----- RECORDS SUPPLIED

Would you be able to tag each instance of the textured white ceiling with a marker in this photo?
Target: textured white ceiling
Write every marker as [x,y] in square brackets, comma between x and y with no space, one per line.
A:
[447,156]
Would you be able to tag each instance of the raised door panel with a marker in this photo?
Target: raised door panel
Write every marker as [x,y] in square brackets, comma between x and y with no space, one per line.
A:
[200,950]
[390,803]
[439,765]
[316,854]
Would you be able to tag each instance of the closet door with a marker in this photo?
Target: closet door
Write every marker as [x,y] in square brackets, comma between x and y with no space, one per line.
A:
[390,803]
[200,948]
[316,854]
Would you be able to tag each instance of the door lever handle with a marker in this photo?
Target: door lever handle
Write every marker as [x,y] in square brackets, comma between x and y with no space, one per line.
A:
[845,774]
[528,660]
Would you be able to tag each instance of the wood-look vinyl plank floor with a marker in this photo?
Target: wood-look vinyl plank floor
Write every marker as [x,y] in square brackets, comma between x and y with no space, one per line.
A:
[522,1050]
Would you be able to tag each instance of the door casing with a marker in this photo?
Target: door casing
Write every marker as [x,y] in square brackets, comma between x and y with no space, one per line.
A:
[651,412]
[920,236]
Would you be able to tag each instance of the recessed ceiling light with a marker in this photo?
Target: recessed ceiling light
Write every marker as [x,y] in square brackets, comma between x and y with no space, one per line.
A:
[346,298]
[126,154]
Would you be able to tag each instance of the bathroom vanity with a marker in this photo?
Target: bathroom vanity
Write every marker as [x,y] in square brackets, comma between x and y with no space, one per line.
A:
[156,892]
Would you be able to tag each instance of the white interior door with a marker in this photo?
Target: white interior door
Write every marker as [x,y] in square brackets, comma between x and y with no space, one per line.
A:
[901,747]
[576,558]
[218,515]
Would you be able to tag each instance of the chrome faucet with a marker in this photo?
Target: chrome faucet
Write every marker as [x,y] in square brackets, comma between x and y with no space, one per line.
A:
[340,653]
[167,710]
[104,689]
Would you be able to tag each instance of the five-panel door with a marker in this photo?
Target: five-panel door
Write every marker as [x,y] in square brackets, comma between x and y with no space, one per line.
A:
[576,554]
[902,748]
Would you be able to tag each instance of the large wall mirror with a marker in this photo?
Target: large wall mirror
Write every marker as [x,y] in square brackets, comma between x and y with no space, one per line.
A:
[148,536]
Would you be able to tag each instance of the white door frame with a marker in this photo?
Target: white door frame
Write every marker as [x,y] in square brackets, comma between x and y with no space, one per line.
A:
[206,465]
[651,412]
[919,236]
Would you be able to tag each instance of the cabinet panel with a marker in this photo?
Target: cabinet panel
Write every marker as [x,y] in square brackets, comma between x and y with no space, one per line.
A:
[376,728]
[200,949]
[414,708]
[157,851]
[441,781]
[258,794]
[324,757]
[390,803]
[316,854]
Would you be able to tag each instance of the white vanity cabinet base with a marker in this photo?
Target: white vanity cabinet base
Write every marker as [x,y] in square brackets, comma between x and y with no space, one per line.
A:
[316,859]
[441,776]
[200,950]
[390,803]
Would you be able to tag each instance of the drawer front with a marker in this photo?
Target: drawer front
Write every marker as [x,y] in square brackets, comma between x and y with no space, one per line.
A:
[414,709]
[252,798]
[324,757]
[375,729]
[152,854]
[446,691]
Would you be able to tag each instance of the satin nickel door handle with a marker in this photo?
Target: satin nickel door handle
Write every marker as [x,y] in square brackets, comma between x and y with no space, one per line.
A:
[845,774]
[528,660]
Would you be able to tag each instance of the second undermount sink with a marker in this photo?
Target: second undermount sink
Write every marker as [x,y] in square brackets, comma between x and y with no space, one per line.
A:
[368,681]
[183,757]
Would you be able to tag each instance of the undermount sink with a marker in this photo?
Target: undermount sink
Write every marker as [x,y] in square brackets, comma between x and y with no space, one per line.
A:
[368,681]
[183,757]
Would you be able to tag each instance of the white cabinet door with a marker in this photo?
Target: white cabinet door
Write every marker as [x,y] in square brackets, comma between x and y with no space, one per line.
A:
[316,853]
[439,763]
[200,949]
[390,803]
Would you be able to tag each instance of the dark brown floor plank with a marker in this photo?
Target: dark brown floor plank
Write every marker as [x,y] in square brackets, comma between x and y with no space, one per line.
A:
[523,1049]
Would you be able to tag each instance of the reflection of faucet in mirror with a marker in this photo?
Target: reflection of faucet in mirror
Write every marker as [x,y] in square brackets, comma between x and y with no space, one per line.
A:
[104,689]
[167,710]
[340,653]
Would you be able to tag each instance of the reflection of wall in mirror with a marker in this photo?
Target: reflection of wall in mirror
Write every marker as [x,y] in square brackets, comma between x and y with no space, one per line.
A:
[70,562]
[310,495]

----------

WHAT TO WORK ON: Output every line of the listing above as a JSON list of strings, one string per line, leaving out blank lines.

REPLY:
[
  "Would you be able to tag each instance of the textured white ceiling with a marker in this photo?",
  "Target: textured white ceiling",
  "Write every marker as [x,y] in square brackets, comma between x and y with no space, one per line.",
  "A:",
  "[447,156]",
  "Would you be able to tag each instance of the raised door panel with a marker in this photo?",
  "Target: raised door panel",
  "Write every marker as [x,y] in square brackets, comma between x and y with no space, one per line.",
  "A:",
  "[200,950]",
  "[390,803]",
  "[439,765]",
  "[316,854]",
  "Would you be able to tag each instance of the closet door with a marker in this photo?",
  "Target: closet door",
  "Write every marker as [x,y] in square brackets, comma between x and y with no space, one per line.",
  "A:",
  "[390,803]",
  "[200,948]",
  "[316,854]",
  "Would you be able to tag each instance of the door lever handle with a marker in this photo?",
  "Target: door lever handle",
  "Write every marker as [x,y] in square brackets, comma between x and y with no space, one per line.",
  "A:",
  "[845,774]",
  "[528,660]",
  "Would you be able to tag each instance of the wood-look vinyl plank floor with a marker in this photo?",
  "Target: wood-look vinyl plank floor",
  "Write every marker as [x,y] in square brackets, comma between x and y with no space, one per line.",
  "A:",
  "[522,1050]",
  "Would you be able to tag each instance of the door casing with a marker in this photo?",
  "Target: door casing",
  "Write every marker as [x,y] in square brackets, comma between x and y with no space, one per line.",
  "A:",
  "[651,412]",
  "[920,236]",
  "Would you be able to tag each instance of the recessed ceiling light with a marker in this photo?",
  "Target: recessed ceiling light",
  "Write every marker as [x,y] in square brackets, comma between x and y with no space, one per line.",
  "A:",
  "[346,298]",
  "[126,154]",
  "Would you be able to tag each instance of the bathroom vanity with a marker in this photo?",
  "Target: bathroom vanity",
  "Write every marker as [x,y] in square brackets, comma between x and y with no space, one per line.",
  "A:",
  "[156,892]",
  "Would you be able to tag each instance of the white interior door with a marker in this photo?",
  "Target: white interior door",
  "Write every marker as [x,y] in square brackets, comma between x and y with no space, one per line.",
  "A:",
  "[901,747]",
  "[576,558]",
  "[218,515]",
  "Would you be able to tag each instance of the chrome faucet with a marker in this photo?",
  "Target: chrome faucet",
  "Write every marker as [x,y] in square brackets, comma between x and y with no space, one per line.",
  "A:",
  "[340,653]",
  "[167,710]",
  "[104,689]",
  "Would you be able to tag each instance of the five-panel door with a marker in this photo?",
  "Target: five-panel door",
  "Write every marker as [x,y] in square brackets, comma between x and y with no space, one per line.",
  "A:",
  "[576,554]",
  "[902,748]",
  "Would you be able to tag each instance of the large wall mirror with a marker in this photo?",
  "Target: large wall mirror",
  "Write every marker as [x,y] in square brackets, comma between x and y with no space, one per line.",
  "A:",
  "[148,536]",
  "Would you be able to tag each instance of the white door frame with a marker in this photo?",
  "Target: white door frame",
  "Write every marker as [x,y] in square brackets, comma between x and y with no space, one per line.",
  "A:",
  "[206,465]",
  "[651,412]",
  "[919,236]",
  "Would you be able to tag each instance of the cabinet panel with a marker in this photo?",
  "Target: cabinet panel",
  "Write every marker as [x,y] in square brackets, comma between x and y with no space, one per line.",
  "A:",
  "[376,728]",
  "[200,949]",
  "[414,708]",
  "[157,851]",
  "[441,781]",
  "[258,794]",
  "[324,757]",
  "[390,803]",
  "[316,854]",
  "Would you be able to tag each instance of the white vanity cabinet base with a marker in this photo?",
  "Target: white vanity cabinet base",
  "Write every marker as [x,y] in square brackets, comma between x and y with no space, one per line.",
  "A:",
  "[316,859]",
  "[441,776]",
  "[200,950]",
  "[390,803]",
  "Would you be able to tag each instance of the drawer front with a marker in this photo?",
  "Target: drawer front",
  "Write every marker as [x,y] in square brackets, comma between x and y with no space, one per line.",
  "A:",
  "[414,709]",
  "[252,798]",
  "[324,757]",
  "[375,729]",
  "[152,854]",
  "[446,691]",
  "Would you be able to tag each instance of the satin nickel door handle with a marker in this photo?",
  "Target: satin nickel door handle",
  "Write every marker as [x,y] in square brackets, comma between x and y with no space, one per line.",
  "A:",
  "[845,774]",
  "[528,660]",
  "Would you be able to tag each instance of the second undermount sink with a marker in this photo?",
  "Target: second undermount sink",
  "Write every marker as [x,y] in square brackets, comma between x and y with no space, one per line.",
  "A:",
  "[368,681]",
  "[183,757]",
  "Would you be able to tag each instance of the undermount sink with a marker in this photo?",
  "Target: undermount sink",
  "Write every marker as [x,y] in square brackets, comma between x and y with no space, one per line.",
  "A:",
  "[368,681]",
  "[183,757]",
  "Would you be able to tag each instance of the white cabinet door with a marker in this photo?",
  "Target: white cabinet door",
  "Write every marker as [x,y] in square brackets, comma between x and y with no space, one per line.",
  "A:",
  "[316,853]",
  "[439,763]",
  "[200,949]",
  "[390,803]",
  "Would you be able to tag each instance of the dark brown floor plank with a marker in this photo?",
  "Target: dark brown floor plank",
  "Write every marker as [x,y] in square brackets, comma between x and y with no space, one per line.",
  "A:",
  "[523,1049]",
  "Would you be able to tag each instance of the reflection of faucet in mirror with a marker in this photo?",
  "Target: reflection of faucet in mirror",
  "Write every marker as [x,y] in square brackets, comma between x and y with no space, one per line.",
  "A:",
  "[104,689]",
  "[167,710]",
  "[340,653]",
  "Would you be able to tag each instance of the reflection of wall in mirror with a marker in this photo?",
  "Target: reflection of wall in mirror",
  "Write every marker as [x,y] in square brackets, comma between x and y with no space, one per line.",
  "A:",
  "[70,562]",
  "[310,495]"
]